PASSAGE SHOWN »
==========

A woodworking vise holds work in its jaws, or compressed against a bench dog or holdfast. Holes to receive these stops or clamps are typically drilled in line with a vise in 3-4" intervals, with others added to the benchtop to serve various purposes.

There are two main locations for a vise (vice in UK English sp.) or vises on a workbench: on the front, a workbench's long face, known as a "front" ("face", or "shoulder") vise, and on the end, known as a “tail" vise. Either or both may be mounted on the right side of their face to allow a workpiece extending from them to be more easily worked by a right-handed person, though a common arrangement is with the front vise mounted on the left of a long side and the tail on the right side of the diagonally opposite end.

===Bench dog===
Probably the oldest and most basic method of holding the work is a bench dog, which in its simplest form is simply a peg or small piece of wood or metal wedged into a hole in the bench top that stands just above the surface, allowing a workpiece to be clamped between it and an adjustable dog on a face vise.

==========

DATA SHOWN »

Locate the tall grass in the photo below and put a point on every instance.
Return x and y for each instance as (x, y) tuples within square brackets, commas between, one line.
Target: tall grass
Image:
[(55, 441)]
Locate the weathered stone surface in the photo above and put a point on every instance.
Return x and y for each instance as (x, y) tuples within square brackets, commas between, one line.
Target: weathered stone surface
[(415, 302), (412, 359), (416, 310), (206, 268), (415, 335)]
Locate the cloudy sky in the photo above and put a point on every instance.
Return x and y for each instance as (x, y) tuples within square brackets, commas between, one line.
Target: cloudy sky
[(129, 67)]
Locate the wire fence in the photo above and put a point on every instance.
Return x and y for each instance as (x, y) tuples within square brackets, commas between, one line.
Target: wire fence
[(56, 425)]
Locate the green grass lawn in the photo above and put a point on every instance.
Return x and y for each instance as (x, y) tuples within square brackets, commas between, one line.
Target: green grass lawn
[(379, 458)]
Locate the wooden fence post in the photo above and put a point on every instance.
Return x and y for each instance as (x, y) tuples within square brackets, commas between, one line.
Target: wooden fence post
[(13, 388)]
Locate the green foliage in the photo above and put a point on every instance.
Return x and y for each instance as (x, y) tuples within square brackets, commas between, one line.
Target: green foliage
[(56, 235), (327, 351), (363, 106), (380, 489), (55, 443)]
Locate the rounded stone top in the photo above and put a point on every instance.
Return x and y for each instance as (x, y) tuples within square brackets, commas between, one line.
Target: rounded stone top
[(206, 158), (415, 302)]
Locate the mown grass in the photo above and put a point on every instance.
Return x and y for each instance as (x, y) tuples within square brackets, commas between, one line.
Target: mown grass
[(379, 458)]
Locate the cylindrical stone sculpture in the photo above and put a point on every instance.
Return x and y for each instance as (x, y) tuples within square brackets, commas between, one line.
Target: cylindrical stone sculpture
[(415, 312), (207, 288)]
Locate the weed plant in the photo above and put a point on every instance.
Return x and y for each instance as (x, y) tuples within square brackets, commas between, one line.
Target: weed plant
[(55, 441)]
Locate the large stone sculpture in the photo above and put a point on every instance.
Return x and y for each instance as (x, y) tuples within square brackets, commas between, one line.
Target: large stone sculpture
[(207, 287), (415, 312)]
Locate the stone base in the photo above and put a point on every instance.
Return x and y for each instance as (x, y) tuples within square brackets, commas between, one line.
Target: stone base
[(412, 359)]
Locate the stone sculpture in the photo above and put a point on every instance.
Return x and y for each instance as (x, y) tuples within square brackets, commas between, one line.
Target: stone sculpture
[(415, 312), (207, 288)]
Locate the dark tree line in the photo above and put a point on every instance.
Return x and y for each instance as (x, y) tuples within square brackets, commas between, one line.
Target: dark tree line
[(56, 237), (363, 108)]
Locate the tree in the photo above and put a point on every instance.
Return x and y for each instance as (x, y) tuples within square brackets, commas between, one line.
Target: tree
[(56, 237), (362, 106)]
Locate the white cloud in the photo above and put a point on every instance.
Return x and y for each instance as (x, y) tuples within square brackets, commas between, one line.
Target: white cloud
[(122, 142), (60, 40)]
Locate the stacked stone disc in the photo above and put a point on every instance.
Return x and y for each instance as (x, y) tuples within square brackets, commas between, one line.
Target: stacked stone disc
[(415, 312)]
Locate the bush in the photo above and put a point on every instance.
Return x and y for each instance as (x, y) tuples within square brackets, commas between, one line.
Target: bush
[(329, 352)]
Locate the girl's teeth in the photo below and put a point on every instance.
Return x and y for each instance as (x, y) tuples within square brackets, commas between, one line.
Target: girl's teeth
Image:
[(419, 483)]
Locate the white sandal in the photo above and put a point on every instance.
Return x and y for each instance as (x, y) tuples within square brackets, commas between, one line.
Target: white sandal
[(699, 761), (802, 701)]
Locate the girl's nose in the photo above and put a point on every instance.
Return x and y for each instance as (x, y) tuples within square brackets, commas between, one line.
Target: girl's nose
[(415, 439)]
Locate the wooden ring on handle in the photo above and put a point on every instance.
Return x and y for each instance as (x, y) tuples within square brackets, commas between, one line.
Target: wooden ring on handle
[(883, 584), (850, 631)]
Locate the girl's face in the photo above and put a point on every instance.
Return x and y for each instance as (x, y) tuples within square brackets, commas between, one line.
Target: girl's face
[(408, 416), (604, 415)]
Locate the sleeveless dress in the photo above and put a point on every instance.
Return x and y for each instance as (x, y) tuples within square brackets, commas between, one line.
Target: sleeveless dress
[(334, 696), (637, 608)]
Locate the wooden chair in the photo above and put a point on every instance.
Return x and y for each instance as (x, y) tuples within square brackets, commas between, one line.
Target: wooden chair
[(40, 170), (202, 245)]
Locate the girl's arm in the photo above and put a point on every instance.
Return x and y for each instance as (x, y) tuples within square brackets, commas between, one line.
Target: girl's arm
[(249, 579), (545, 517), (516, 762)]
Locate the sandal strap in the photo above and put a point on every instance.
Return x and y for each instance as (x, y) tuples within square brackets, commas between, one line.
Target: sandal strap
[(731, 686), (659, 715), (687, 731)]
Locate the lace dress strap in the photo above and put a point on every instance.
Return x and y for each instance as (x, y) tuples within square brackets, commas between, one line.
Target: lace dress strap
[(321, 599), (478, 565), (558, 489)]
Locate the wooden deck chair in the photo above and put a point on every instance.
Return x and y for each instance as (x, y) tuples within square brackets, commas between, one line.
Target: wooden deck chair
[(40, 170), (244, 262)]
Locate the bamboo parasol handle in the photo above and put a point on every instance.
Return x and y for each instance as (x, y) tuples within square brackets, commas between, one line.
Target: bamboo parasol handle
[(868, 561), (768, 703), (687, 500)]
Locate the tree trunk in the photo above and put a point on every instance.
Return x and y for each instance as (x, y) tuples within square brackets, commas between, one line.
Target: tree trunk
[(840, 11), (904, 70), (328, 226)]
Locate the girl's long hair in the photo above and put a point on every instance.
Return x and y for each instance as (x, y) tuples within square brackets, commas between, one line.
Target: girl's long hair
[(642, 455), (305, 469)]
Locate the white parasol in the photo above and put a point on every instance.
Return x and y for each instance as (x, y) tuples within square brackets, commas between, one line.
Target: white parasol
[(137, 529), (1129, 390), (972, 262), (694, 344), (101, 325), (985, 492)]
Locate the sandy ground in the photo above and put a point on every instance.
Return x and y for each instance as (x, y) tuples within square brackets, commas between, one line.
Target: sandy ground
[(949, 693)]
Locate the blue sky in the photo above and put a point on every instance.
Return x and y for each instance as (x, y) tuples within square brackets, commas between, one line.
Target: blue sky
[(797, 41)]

==========

TASK 1 » Reproduce the stretch from "There are two" through "diagonally opposite end." in the passage on workbench vises, word for word.
TASK 2 » According to the passage on workbench vises, at what spacing are holes for stops or clamps typically drilled in line with a vise?

WRITTEN REPLY 1 »
There are two main locations for a vise (vice in UK English sp.) or vises on a workbench: on the front, a workbench's long face, known as a "front" ("face", or "shoulder") vise, and on the end, known as a “tail" vise. Either or both may be mounted on the right side of their face to allow a workpiece extending from them to be more easily worked by a right-handed person, though a common arrangement is with the front vise mounted on the left of a long side and the tail on the right side of the diagonally opposite end.

WRITTEN REPLY 2 » In 3-4" intervals.